Skip the pictures. Reproduce all other material exactly.

Supplied material:
+++

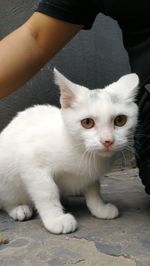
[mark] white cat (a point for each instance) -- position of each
(46, 151)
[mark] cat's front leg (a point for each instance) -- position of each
(96, 205)
(45, 195)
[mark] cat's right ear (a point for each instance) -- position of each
(67, 94)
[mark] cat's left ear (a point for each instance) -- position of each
(126, 87)
(70, 92)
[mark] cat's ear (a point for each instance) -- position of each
(69, 91)
(126, 87)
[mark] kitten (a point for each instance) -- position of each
(45, 151)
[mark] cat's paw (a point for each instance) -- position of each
(21, 213)
(108, 211)
(62, 224)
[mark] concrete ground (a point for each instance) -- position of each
(124, 241)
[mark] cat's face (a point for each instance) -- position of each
(100, 120)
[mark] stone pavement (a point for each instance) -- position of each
(124, 241)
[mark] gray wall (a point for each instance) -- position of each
(93, 58)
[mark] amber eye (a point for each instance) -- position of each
(87, 123)
(120, 120)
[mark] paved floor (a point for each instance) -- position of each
(124, 241)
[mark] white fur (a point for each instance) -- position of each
(45, 151)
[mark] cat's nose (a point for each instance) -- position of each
(108, 143)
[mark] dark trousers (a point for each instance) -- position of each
(140, 64)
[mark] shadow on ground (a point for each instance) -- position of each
(124, 241)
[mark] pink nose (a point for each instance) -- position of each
(107, 143)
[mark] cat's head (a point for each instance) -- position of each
(100, 120)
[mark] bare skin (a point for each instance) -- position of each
(26, 50)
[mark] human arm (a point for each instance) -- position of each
(26, 50)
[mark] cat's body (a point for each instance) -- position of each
(44, 154)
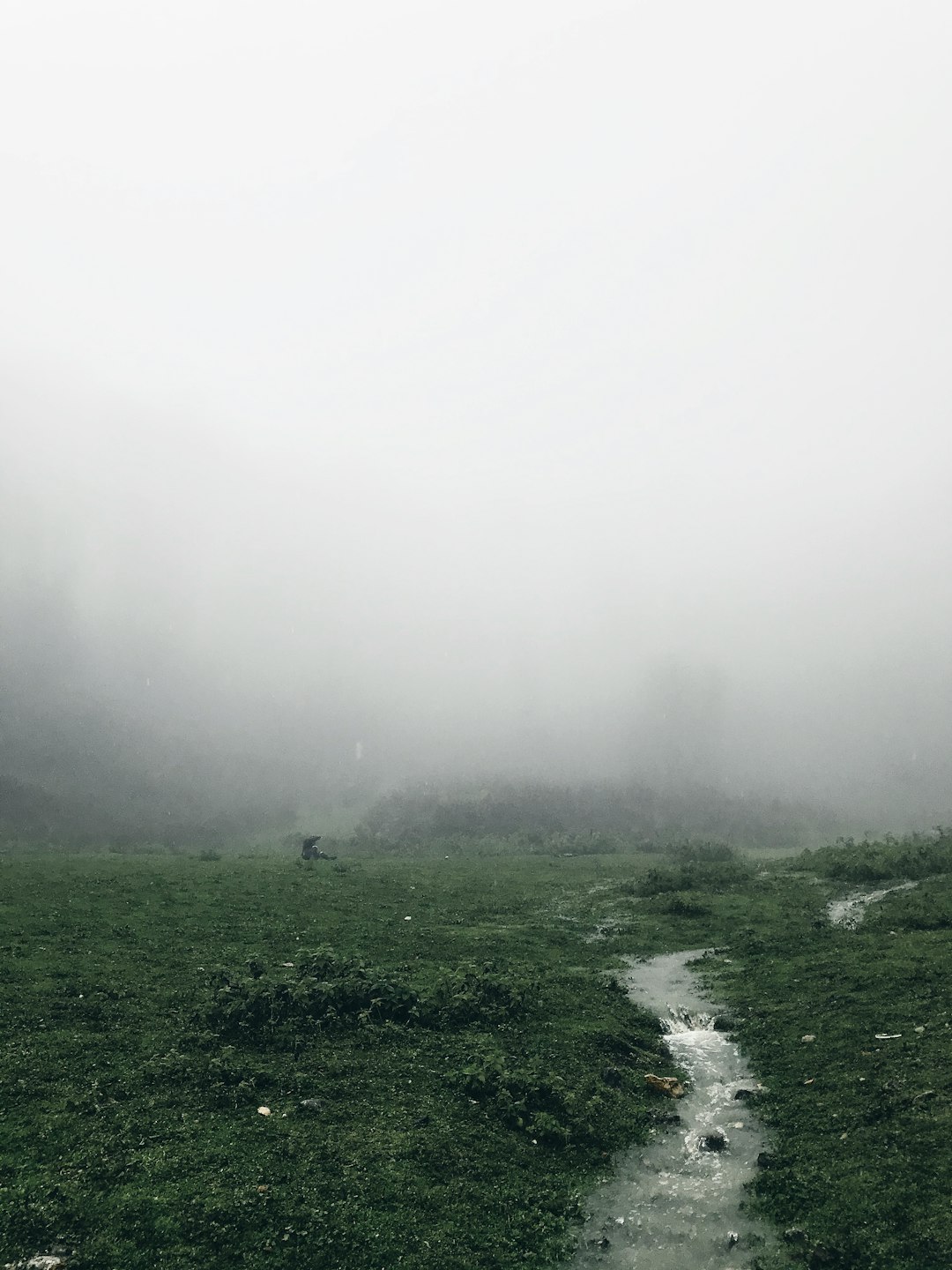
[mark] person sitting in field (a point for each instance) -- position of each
(309, 850)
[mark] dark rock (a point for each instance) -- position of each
(714, 1140)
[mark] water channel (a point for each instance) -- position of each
(675, 1204)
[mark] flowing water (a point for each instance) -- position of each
(850, 911)
(675, 1204)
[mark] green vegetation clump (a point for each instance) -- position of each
(706, 869)
(329, 990)
(161, 1113)
(407, 1059)
(917, 855)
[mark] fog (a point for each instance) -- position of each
(553, 390)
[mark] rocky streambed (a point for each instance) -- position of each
(678, 1203)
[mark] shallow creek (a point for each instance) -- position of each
(675, 1204)
(850, 911)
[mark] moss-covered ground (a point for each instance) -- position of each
(446, 1065)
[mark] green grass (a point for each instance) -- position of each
(470, 1071)
(462, 1136)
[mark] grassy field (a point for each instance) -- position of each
(446, 1064)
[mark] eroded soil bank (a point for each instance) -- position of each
(678, 1204)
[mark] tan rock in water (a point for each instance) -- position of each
(669, 1085)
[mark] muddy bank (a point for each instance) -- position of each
(850, 911)
(677, 1204)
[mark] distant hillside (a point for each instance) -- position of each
(635, 811)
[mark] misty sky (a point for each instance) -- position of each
(512, 384)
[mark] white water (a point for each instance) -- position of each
(673, 1204)
(850, 911)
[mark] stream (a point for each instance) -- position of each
(675, 1204)
(850, 911)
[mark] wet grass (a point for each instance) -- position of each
(442, 1086)
(446, 1065)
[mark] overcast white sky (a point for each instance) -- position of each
(487, 355)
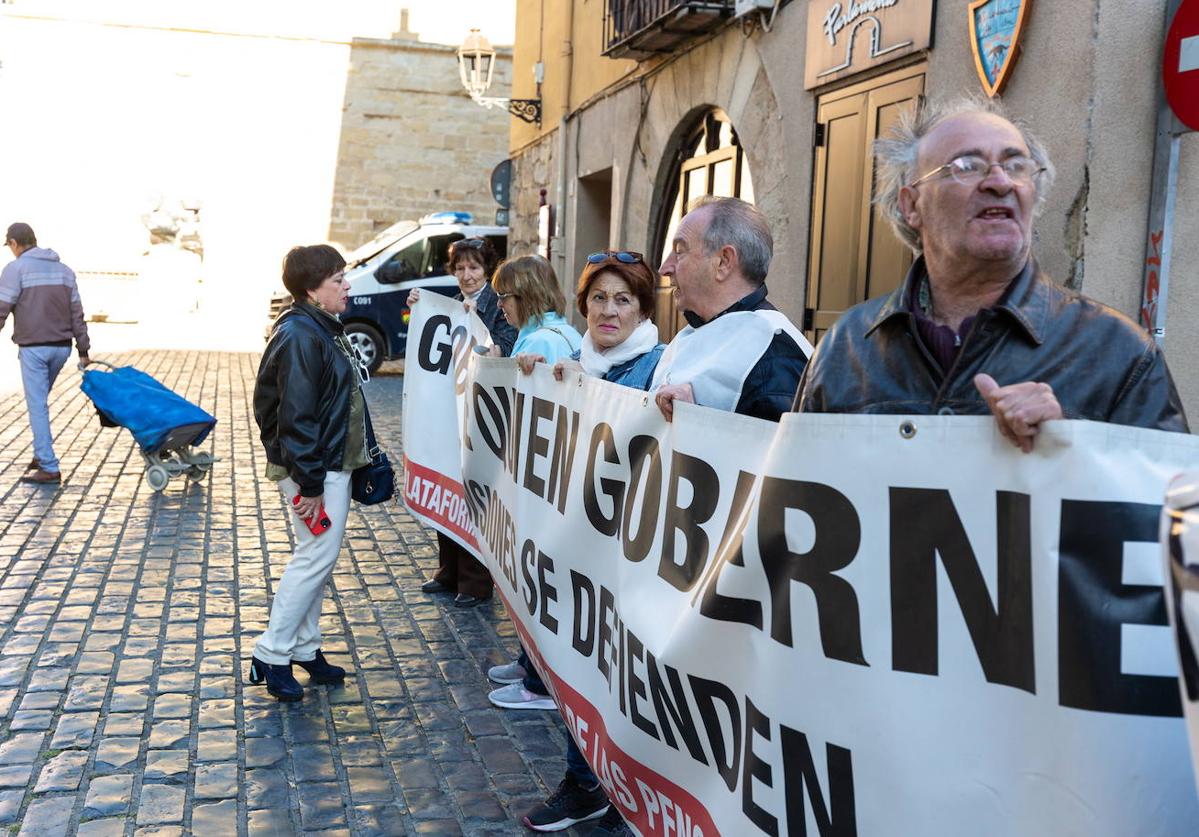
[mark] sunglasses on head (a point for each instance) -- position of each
(622, 256)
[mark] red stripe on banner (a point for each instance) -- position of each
(437, 497)
(646, 799)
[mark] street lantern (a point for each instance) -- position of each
(476, 66)
(476, 61)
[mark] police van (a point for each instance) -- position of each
(407, 254)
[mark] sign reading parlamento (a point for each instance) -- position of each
(848, 36)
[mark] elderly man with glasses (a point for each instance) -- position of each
(976, 326)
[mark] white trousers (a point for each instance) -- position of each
(294, 630)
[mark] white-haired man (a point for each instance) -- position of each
(976, 326)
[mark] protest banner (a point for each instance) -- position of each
(838, 625)
(441, 336)
(1180, 551)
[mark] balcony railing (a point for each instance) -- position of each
(638, 29)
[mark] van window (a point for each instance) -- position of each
(439, 253)
(500, 242)
(403, 265)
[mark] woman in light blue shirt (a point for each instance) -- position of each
(532, 301)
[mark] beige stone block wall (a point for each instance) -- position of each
(413, 142)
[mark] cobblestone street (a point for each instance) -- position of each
(127, 620)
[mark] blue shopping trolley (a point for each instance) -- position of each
(166, 426)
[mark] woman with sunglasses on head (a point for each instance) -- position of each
(311, 411)
(470, 262)
(615, 294)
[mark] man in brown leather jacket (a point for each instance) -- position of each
(976, 326)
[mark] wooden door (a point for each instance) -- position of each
(854, 254)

+++

Response to the exercise:
[mark] white cat (a point for each instance) -- position of each
(46, 151)
[mark] cat's front leg (a point for each instance) -- position of each
(96, 205)
(45, 195)
[mark] cat's right ear (a point for each instance) -- position of each
(67, 94)
[mark] cat's left ear (a point for each instance) -- position of each
(126, 87)
(70, 92)
[mark] cat's ear (a point for each instance) -- position of each
(69, 91)
(126, 87)
[mark] kitten (a point for each instance) -- position of each
(45, 151)
[mark] cat's paw (a point for each instance) -- position of each
(21, 213)
(108, 211)
(62, 224)
[mark] concrete ground (a point for each instance) -- position of each
(124, 241)
[mark] cat's face (a point for each instance) -- position of each
(100, 120)
[mark] stone pavement (a point for each instance) -- position of each
(124, 241)
[mark] gray wall (a point for each instance) -- position of each
(93, 58)
[mark] amber eye (a point for each instance) -- position of each
(87, 123)
(120, 120)
[mark] paved floor (a point for each instance) -- position of each
(124, 241)
[mark] white fur (a point for each instance) -- position of each
(45, 151)
[mark] cat's nose (a point for each instance) -- position of each
(108, 143)
[mark] dark trousers (a point for each instance) -- position of each
(140, 64)
[mark] shadow on ground (a point for each instance) -- position of each
(124, 241)
[mark] pink nose (a point for each instance) -- position of each
(107, 143)
[mark] cat's head (a point for each instance) -- position of each
(100, 120)
[mark] bare skin (a point for each instance) -- position of each
(26, 50)
[mark] human arm (a point for each instance) -- position of each
(26, 50)
[mark] cat's body (a point for each instance) -- position of each
(44, 154)
[mark] person sitting in field (a point for each instance) -- position of each
(309, 850)
[mark] dark rock (a point for each instance) -- position of each
(714, 1140)
[mark] water channel (a point for each instance) -- position of each
(675, 1204)
[mark] flowing water (a point for each instance) -- position of each
(850, 911)
(675, 1204)
[mark] green vegetation clump (a point for each instance) -- position of each
(706, 869)
(329, 990)
(161, 1113)
(407, 1059)
(917, 855)
[mark] fog (a point for each instance) -- position of each
(553, 390)
[mark] rocky streambed (a point for each instance) -- position of each
(678, 1203)
[mark] shallow creek (a point for each instance) -- position of each
(675, 1204)
(850, 911)
[mark] moss-covered ground (a point for each instance) -- position of each
(446, 1065)
[mark] green grass (a point for each instance) -- position of each
(470, 1071)
(462, 1136)
[mark] grassy field (a point for each instance) -- position of each
(446, 1064)
[mark] eroded soil bank (a point for each instance) -- position of each
(678, 1204)
[mark] tan rock in water (a point for each instance) -- position of each
(669, 1085)
[mark] muddy bank (a point for each instance) -- position of each
(850, 911)
(677, 1204)
[mark] distant hillside (a point for each instance) -- position of each
(635, 811)
[mark] misty sky (a point for each instance) -- position of each
(512, 384)
[mark] white water (a point for each instance) -- position of each
(673, 1204)
(850, 911)
[mark] stream (a point for each instance) -- position of each
(675, 1204)
(850, 911)
[mark] wet grass (a point for each instance) -- position of each
(442, 1086)
(446, 1065)
[mark] overcast white sky (a point for each instance) -- position of each
(487, 355)
[mark] sunglasses on head (a point for each instance) -- position of each
(622, 256)
[mark] red stripe on banner (a point for each instance) -- position of each
(437, 497)
(646, 799)
[mark] street lantern (a point for each instance) -- position of each
(476, 66)
(476, 61)
[mark] police van (a point for each instance) -- position of each
(407, 254)
[mark] sign reading parlamento (a point for each instance) -- position of each
(848, 36)
[mark] elderly man with glasses (a point for each instance) -- position of each
(976, 326)
[mark] white trousers (a point for each instance) -- position of each
(294, 630)
[mark] white-haired man (a point for each instance) -- position of each
(976, 326)
[mark] protest banner (a point for each instance) -- position of each
(838, 625)
(441, 336)
(1180, 551)
[mark] balcony railing (a point for each instance) -- position of each
(638, 29)
[mark] van window (a point for each instance) -- position of each
(439, 253)
(500, 242)
(403, 265)
[mark] woman in light blue shirt (a point for each instance) -- position of each
(532, 301)
[mark] beige stone block wall (a point for each instance) -- position of each
(413, 142)
[mark] cobblestone street (a point for each instance) -- position of each
(127, 620)
[mark] blue shopping trolley (a point for each instance) -- position of each
(166, 426)
[mark] woman with sunglasses on head (a point for each instance) -- position of each
(311, 411)
(470, 262)
(615, 294)
[mark] man in brown leather jacket (a point for each instance) -- position of each
(976, 326)
[mark] wooden door (a point for each instance) -- position of each
(854, 254)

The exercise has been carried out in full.